→ What is needed
Convert every line of the records below into a numbered list, and leave out the blank lines.

→ Data records

* BEGIN *

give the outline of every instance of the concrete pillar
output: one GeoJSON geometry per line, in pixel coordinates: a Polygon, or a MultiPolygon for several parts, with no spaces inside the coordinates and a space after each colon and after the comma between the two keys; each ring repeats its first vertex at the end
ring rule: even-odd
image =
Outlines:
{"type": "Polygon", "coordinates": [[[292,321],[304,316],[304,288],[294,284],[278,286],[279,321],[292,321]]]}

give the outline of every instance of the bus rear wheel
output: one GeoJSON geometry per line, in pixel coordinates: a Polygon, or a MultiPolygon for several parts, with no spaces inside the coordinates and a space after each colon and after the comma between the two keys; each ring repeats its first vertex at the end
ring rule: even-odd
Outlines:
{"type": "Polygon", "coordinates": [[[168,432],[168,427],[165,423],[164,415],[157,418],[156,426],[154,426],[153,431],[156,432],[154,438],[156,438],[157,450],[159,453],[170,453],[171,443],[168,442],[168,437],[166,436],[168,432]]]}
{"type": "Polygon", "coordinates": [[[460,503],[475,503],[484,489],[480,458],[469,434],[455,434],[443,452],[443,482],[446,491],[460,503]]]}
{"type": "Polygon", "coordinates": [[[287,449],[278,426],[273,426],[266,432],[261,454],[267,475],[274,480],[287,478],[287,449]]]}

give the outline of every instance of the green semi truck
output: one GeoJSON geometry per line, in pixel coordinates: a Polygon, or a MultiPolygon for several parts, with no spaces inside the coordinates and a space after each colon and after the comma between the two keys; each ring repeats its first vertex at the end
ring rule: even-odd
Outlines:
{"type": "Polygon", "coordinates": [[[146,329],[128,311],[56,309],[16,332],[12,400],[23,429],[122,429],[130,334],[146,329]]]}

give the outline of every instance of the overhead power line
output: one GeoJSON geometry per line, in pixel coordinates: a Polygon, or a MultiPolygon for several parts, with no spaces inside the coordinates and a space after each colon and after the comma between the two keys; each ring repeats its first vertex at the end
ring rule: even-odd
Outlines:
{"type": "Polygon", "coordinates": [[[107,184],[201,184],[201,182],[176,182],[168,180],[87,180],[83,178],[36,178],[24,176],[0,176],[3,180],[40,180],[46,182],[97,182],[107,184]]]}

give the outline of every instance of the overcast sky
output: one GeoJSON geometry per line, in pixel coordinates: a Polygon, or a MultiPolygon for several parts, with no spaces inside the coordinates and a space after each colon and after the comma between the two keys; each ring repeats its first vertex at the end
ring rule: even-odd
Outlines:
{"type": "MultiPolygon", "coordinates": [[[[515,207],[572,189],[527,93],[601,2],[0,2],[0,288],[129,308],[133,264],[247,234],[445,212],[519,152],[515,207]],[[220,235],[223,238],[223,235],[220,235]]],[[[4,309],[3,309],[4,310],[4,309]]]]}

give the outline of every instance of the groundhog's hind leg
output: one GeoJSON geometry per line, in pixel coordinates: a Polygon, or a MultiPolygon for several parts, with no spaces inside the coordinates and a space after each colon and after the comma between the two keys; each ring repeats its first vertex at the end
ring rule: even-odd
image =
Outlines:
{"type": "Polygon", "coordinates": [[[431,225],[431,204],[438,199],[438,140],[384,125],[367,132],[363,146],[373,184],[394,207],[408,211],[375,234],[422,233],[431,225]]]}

* END *

→ Written solution
1. give the outline of every instance of the concrete pillar
2. output: one GeoJSON geometry per line, in pixel coordinates: a Polygon, or a MultiPolygon for several parts, with no spaces inside the coordinates and a space after each colon and after the comma between the two keys; each ring repeats its first vertex at the end
3. ring rule: even-odd
4. image =
5. Outlines:
6. {"type": "Polygon", "coordinates": [[[292,321],[304,316],[304,288],[294,284],[278,286],[279,321],[292,321]]]}
7. give the outline of every instance of the bus rear wheel
8. output: one GeoJSON geometry per line, in pixel coordinates: a Polygon, or a MultiPolygon for several parts, with no spaces inside the coordinates and a space after each colon and after the comma between the two keys; each ring repeats its first vertex at the end
9. ring rule: even-odd
10. Outlines:
11. {"type": "Polygon", "coordinates": [[[168,432],[168,427],[165,423],[164,415],[157,418],[156,426],[154,426],[153,431],[156,432],[154,438],[156,438],[157,450],[159,453],[170,453],[171,443],[168,442],[168,437],[166,436],[168,432]]]}
12. {"type": "Polygon", "coordinates": [[[460,503],[475,503],[484,489],[480,458],[469,434],[455,434],[443,452],[443,482],[446,491],[460,503]]]}
13. {"type": "Polygon", "coordinates": [[[287,449],[278,426],[273,426],[266,432],[261,454],[267,475],[274,480],[287,478],[287,449]]]}
14. give the outline of every instance of the green semi truck
15. output: one GeoJSON geometry per line, in pixel coordinates: a Polygon, or a MultiPolygon for several parts, with no spaces inside the coordinates and a space after each colon and after the comma between the two keys; each ring repeats its first vertex at the end
16. ring rule: even-odd
17. Outlines:
18. {"type": "Polygon", "coordinates": [[[146,329],[128,311],[56,309],[16,332],[12,400],[23,429],[122,429],[130,334],[146,329]]]}
19. give the outline of every instance of the overhead power line
20. output: one GeoJSON geometry per line, in pixel coordinates: a Polygon, or a MultiPolygon for several parts, with no spaces inside the coordinates and a space after each colon and after the comma between the two keys; each ring repeats its first vertex at the end
21. ring rule: even-odd
22. Outlines:
23. {"type": "Polygon", "coordinates": [[[107,184],[201,184],[201,182],[176,182],[168,180],[87,180],[83,178],[36,178],[24,176],[0,176],[3,180],[40,180],[46,182],[97,182],[107,184]]]}
24. give the outline of every instance of the overcast sky
25. output: one GeoJSON geometry per line, in pixel coordinates: a Polygon, or a MultiPolygon for several parts, with no spaces inside the coordinates and a space after each colon and after the comma between the two keys; each ring repeats its first vertex at the end
26. ring rule: even-odd
27. Outlines:
28. {"type": "MultiPolygon", "coordinates": [[[[515,207],[572,189],[527,93],[601,2],[0,2],[0,288],[129,308],[133,264],[247,234],[445,212],[519,152],[515,207]],[[220,235],[223,238],[223,235],[220,235]]],[[[4,309],[3,309],[4,310],[4,309]]]]}
29. give the outline of every instance of the groundhog's hind leg
30. output: one GeoJSON geometry per line, in pixel coordinates: a Polygon, or a MultiPolygon for several parts, with no spaces inside the coordinates and a space after each colon and after the comma between the two keys; each ring repeats its first vertex at the end
31. ring rule: even-odd
32. image =
33. Outlines:
34. {"type": "Polygon", "coordinates": [[[431,225],[431,204],[438,199],[438,140],[384,125],[367,132],[363,146],[373,184],[394,207],[408,211],[375,234],[422,233],[431,225]]]}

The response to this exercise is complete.